• Required work:
[1] From the sourdough chocolate cake post, list the King Arthur instructors named with whom Dave is on a first-name basis, giving each full name.
[2] Answer these from the sourdough chocolate cake post:
(a) How many grams of cocoa powder does the recipe use?
(b) Which ingredient called for by the recipe does the household not have?
(c) How long should the starter, milk and flour rest at room temperature?
[3] Write the next part of the sourdough chocolate cake post, starting right after its final sentence.
───── Text extract ─────
When it's all bubbly and ready to go to work, you'll need to save out a bit for your next project down the road, then take out however much you need for the job at hand. That leaves about half of that ready-to-rock starter sitting there staring at you.

Which is why it's so heartbreaking to toss it in the compost. If you're like Dave, it gets added to a vat of old starter that's been sitting in the back of the fridge for weeks getting a black-ish liquid building up on top of it. Not pretty. But there are only so many friends you can gift with starter, and only so many pancakes, waffles, bagels, etc., etc., that one (small) family can reasonably consume.

Thus the (tragic) discard issue.

Fortunately Dave is always on the prowl for recipes using sourdough discard, and is a dedicated fan of the encyclopedic videos and recipes of employee-owned King Arthur Flour—he and their star instructors like Martin (Philip), Gesine (Bullock-Prado) and Jeffrey (Hamelman) are on a first-name basis at this point. Which is where he ran across a recipe for a lusciously decadent chocolate cake that calls for no less than a cup of discarded starter.

He's used both discarded and fresh starter, and whatever organic all-purpose flour we have in the pantry—the recipe also calls for a teaspoon of espresso powder, which we don't have, and it turns out perfectly anyway. It can be baked in a bundt pan (top photo) or a rectangular baking pan, which only needs to be buttered and dusted with flour to come out like a charm.

Sourdough Chocolate Cake

Adapted from King Arthur Baking.

1 c. (227g) sourdough starter, ripe (fed) or discard
1 c. (227g) milk
2 c. (240g) all-purpose flour
1 1/2 c. (298g) granulated sugar
1 c. (198g) vegetable oil
2 tsp. vanilla extract
1 tsp. fine sea salt
1 1/2 tsp. baking soda
3/4 c. (64g) cocoa powder
2 large eggs

Combine the starter, milk and flour in a large mixing bowl. Cover and let rest at room temperature for 2 to 3 hours. It won't necessarily bubble, but it may have expanded a bit.
───── Collected data ─────
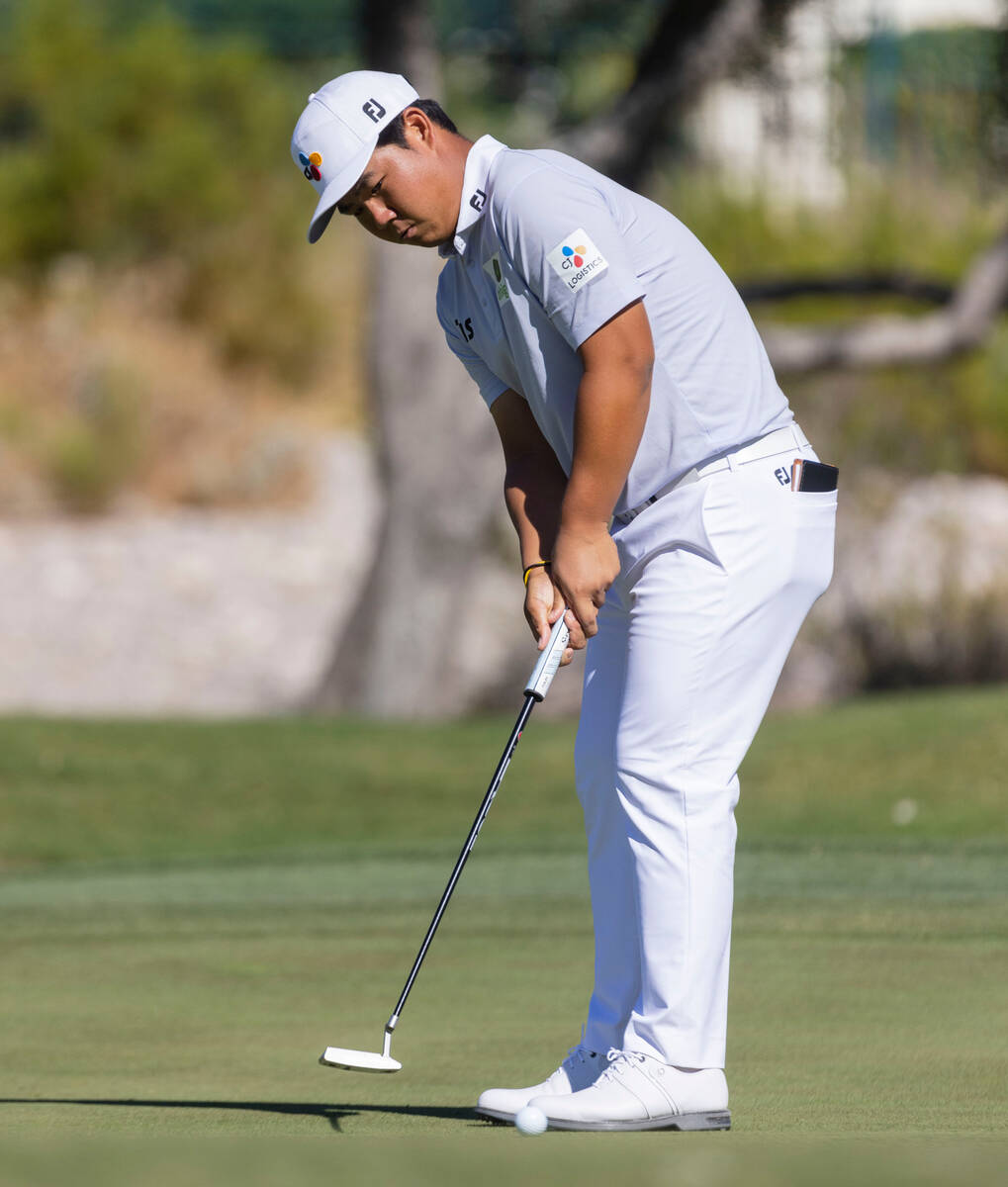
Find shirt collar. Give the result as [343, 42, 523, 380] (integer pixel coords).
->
[438, 137, 507, 255]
─────
• Solved problems:
[1]
Martin Philip
Gesine Bullock-Prado
Jeffrey Hamelman

[2]
(a) 64 grams.
(b) Espresso powder.
(c) 2 to 3 hours.

[3]
Preheat the oven to 350°F. Lightly butter a bundt pan and dust with flour (you can also use a 9" by 13" baking pan).

In a stand mixer at a low-medium setting (or separate bowl if you're doing it by hand), beat together the sugar, oil, vanilla, salt, baking soda and cocoa. The mixture will be grainy. Add the eggs one at a time, beating well after each addition.

On the lowest setting of the mixer, gently mix in the starter-flour-milk mixture until smooth. (The recipe says it will be gloppy at first, but the batter will smooth out.)

Pour the batter into the prepared pan and bake for 30 to 45 minutes, until a cake tester inserted into the thickest part of the bundt pan comes out clean.

Remove the cake from the oven and set it on a rack to cool. If using a bundt pan, let it cool for 20 minutes before inverting it onto a platter and removing the pan. Allow it to cool completely. (The recipe on the website also has instructions for an icing that can be drizzled over the cake.)